### Extracted records:
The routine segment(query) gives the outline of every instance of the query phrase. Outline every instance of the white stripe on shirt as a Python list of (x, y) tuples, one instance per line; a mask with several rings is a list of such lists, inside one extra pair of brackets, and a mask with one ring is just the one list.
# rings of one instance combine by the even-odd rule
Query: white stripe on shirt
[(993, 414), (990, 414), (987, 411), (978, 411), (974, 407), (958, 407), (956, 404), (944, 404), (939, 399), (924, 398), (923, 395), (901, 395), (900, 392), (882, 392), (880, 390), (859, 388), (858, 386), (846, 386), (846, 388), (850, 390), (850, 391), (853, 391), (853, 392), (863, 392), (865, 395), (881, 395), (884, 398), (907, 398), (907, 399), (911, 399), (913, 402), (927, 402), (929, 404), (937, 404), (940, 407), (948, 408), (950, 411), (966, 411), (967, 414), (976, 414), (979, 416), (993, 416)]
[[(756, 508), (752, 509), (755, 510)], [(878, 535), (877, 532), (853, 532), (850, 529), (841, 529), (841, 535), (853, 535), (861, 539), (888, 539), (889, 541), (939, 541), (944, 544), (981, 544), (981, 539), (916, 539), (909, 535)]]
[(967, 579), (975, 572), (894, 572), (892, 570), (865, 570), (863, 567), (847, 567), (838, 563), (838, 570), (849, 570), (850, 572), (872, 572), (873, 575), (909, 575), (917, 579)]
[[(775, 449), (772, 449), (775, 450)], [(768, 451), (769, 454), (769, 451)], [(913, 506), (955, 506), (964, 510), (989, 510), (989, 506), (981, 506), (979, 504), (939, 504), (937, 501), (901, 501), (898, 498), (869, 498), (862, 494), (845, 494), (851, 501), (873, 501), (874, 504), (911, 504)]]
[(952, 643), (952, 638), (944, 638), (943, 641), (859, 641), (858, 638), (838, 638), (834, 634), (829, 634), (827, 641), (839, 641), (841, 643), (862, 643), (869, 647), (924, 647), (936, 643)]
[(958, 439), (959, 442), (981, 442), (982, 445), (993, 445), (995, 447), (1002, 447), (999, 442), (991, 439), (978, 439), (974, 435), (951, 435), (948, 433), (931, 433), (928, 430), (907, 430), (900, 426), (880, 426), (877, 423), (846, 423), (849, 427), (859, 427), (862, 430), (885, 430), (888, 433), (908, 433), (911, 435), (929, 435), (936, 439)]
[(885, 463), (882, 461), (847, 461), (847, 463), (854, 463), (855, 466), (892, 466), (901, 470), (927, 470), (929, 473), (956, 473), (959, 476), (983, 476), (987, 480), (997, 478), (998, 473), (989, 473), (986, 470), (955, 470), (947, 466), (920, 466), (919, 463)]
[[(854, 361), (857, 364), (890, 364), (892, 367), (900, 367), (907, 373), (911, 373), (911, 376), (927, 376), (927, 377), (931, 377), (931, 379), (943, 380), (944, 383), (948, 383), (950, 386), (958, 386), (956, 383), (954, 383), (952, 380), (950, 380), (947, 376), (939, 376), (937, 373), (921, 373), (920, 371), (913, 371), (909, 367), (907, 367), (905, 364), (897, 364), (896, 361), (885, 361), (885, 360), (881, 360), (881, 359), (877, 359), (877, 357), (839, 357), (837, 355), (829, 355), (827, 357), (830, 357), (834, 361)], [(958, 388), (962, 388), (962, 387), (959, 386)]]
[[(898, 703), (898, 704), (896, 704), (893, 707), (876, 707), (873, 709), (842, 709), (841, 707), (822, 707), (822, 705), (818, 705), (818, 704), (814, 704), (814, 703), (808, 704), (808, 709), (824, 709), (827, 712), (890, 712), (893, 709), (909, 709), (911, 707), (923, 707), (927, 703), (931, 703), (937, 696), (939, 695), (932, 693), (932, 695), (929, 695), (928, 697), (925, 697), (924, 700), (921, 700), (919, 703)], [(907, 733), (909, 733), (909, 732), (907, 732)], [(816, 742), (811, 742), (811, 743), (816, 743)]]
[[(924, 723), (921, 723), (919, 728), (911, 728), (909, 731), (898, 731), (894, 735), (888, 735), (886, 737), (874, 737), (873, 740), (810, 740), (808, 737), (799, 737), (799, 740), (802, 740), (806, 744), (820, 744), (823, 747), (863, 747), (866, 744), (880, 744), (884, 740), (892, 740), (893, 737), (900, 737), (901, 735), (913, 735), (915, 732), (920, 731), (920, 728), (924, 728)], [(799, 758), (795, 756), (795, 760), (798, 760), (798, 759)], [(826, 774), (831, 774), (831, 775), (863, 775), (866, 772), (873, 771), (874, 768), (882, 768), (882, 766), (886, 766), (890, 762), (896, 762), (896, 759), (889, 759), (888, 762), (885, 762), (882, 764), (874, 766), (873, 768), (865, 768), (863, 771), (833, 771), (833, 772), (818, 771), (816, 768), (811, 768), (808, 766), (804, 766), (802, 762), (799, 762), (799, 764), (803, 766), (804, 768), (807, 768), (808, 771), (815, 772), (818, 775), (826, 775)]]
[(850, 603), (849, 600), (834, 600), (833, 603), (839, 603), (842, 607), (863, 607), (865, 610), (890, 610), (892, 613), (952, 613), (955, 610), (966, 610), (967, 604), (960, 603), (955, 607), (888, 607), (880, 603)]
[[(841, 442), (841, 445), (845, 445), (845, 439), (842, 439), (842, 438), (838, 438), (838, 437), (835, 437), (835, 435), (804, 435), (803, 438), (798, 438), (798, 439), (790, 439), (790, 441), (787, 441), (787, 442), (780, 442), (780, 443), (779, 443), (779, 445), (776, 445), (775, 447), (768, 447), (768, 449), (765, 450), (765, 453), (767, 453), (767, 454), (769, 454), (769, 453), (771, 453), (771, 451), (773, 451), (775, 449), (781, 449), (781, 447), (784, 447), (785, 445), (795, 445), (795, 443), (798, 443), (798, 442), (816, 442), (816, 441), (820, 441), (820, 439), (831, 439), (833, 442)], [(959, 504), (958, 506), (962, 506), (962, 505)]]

### Request:
Quote all of the lines above word for word, from the first through the last.

### Solution:
The routine segment(query) gives the outline of every instance of the query phrase. Outline every instance of the white stripe on shirt as a Python list of (x, y) tuples, one instance per line; a mask with several rings is a list of such lists, inside one extra pair of brackets, and a mask with one ring is just the one list.
# rings of one instance combine by the even-odd rule
Query: white stripe on shirt
[(993, 414), (990, 414), (987, 411), (978, 411), (974, 407), (958, 407), (956, 404), (944, 404), (939, 399), (924, 398), (923, 395), (901, 395), (900, 392), (882, 392), (880, 390), (859, 388), (858, 386), (846, 386), (846, 388), (850, 390), (850, 391), (853, 391), (853, 392), (863, 392), (865, 395), (881, 395), (884, 398), (907, 398), (907, 399), (911, 399), (913, 402), (927, 402), (929, 404), (937, 404), (940, 407), (948, 408), (950, 411), (966, 411), (967, 414), (976, 414), (979, 416), (993, 416)]
[[(756, 508), (752, 509), (755, 510)], [(878, 535), (877, 532), (853, 532), (850, 529), (841, 529), (841, 535), (853, 535), (861, 539), (888, 539), (889, 541), (939, 541), (944, 544), (981, 544), (981, 539), (916, 539), (909, 535)]]
[(967, 579), (975, 572), (894, 572), (892, 570), (865, 570), (863, 567), (847, 567), (838, 563), (838, 570), (849, 570), (850, 572), (872, 572), (873, 575), (909, 575), (917, 579)]
[[(775, 449), (772, 449), (775, 450)], [(768, 451), (769, 454), (769, 451)], [(913, 506), (955, 506), (964, 510), (989, 510), (989, 506), (981, 506), (979, 504), (939, 504), (937, 501), (901, 501), (898, 498), (869, 498), (862, 494), (845, 494), (851, 501), (873, 501), (874, 504), (911, 504)]]
[(952, 643), (952, 638), (944, 638), (943, 641), (859, 641), (858, 638), (838, 638), (834, 634), (829, 634), (827, 641), (839, 641), (841, 643), (862, 643), (869, 647), (924, 647), (936, 643)]
[(958, 439), (959, 442), (981, 442), (982, 445), (993, 445), (995, 447), (1002, 447), (999, 442), (991, 439), (978, 439), (974, 435), (951, 435), (948, 433), (931, 433), (928, 430), (907, 430), (900, 426), (880, 426), (877, 423), (846, 423), (849, 427), (859, 427), (862, 430), (885, 430), (888, 433), (908, 433), (911, 435), (929, 435), (936, 439)]
[(885, 463), (882, 461), (847, 461), (847, 463), (854, 463), (855, 466), (892, 466), (901, 470), (927, 470), (929, 473), (956, 473), (959, 476), (983, 476), (987, 480), (997, 478), (998, 473), (989, 473), (986, 470), (955, 470), (947, 466), (920, 466), (919, 463)]
[[(854, 361), (857, 364), (890, 364), (892, 367), (900, 367), (907, 373), (911, 373), (911, 376), (927, 376), (927, 377), (931, 377), (931, 379), (943, 380), (944, 383), (948, 383), (950, 386), (958, 386), (956, 383), (954, 383), (952, 380), (950, 380), (947, 376), (939, 376), (937, 373), (921, 373), (920, 371), (913, 371), (909, 367), (907, 367), (905, 364), (897, 364), (896, 361), (885, 361), (885, 360), (881, 360), (881, 359), (877, 359), (877, 357), (839, 357), (837, 355), (829, 355), (827, 357), (830, 357), (834, 361)], [(958, 388), (962, 388), (962, 387), (959, 386)]]
[[(898, 703), (898, 704), (896, 704), (893, 707), (876, 707), (873, 709), (842, 709), (841, 707), (822, 707), (822, 705), (818, 705), (818, 704), (814, 704), (814, 703), (808, 704), (808, 709), (824, 709), (827, 712), (890, 712), (893, 709), (909, 709), (911, 707), (923, 707), (927, 703), (931, 703), (937, 696), (939, 695), (932, 693), (932, 695), (929, 695), (928, 697), (925, 697), (924, 700), (921, 700), (919, 703)], [(907, 733), (909, 733), (909, 732), (907, 732)], [(816, 742), (811, 742), (811, 743), (816, 743)]]
[[(924, 723), (921, 723), (919, 728), (911, 728), (909, 731), (898, 731), (894, 735), (888, 735), (886, 737), (874, 737), (873, 740), (810, 740), (808, 737), (799, 737), (799, 740), (802, 740), (806, 744), (820, 744), (823, 747), (863, 747), (866, 744), (880, 744), (884, 740), (892, 740), (893, 737), (900, 737), (901, 735), (913, 735), (915, 732), (920, 731), (920, 728), (924, 728)], [(799, 758), (795, 756), (795, 760), (798, 760), (798, 759)], [(826, 774), (831, 774), (831, 775), (863, 775), (866, 772), (873, 771), (874, 768), (882, 768), (882, 766), (886, 766), (890, 762), (896, 762), (896, 759), (889, 759), (888, 762), (885, 762), (882, 764), (874, 766), (873, 768), (865, 768), (863, 771), (833, 771), (833, 772), (818, 771), (816, 768), (811, 768), (808, 766), (804, 766), (802, 762), (799, 762), (799, 764), (803, 766), (804, 768), (807, 768), (808, 771), (815, 772), (818, 775), (826, 775)]]
[(850, 603), (849, 600), (834, 600), (833, 603), (839, 603), (842, 607), (863, 607), (865, 610), (890, 610), (892, 613), (952, 613), (955, 610), (966, 610), (967, 604), (960, 603), (955, 607), (888, 607), (880, 603)]
[[(841, 442), (841, 445), (845, 445), (845, 439), (842, 439), (842, 438), (838, 438), (838, 437), (835, 437), (835, 435), (804, 435), (803, 438), (798, 438), (798, 439), (790, 439), (790, 441), (787, 441), (787, 442), (780, 442), (780, 443), (779, 443), (779, 445), (776, 445), (775, 447), (768, 447), (768, 449), (765, 450), (765, 453), (767, 453), (767, 454), (769, 454), (769, 453), (771, 453), (771, 451), (773, 451), (775, 449), (781, 449), (781, 447), (784, 447), (785, 445), (795, 445), (795, 443), (798, 443), (798, 442), (816, 442), (816, 441), (820, 441), (820, 439), (831, 439), (833, 442)], [(959, 504), (958, 506), (962, 506), (962, 505)]]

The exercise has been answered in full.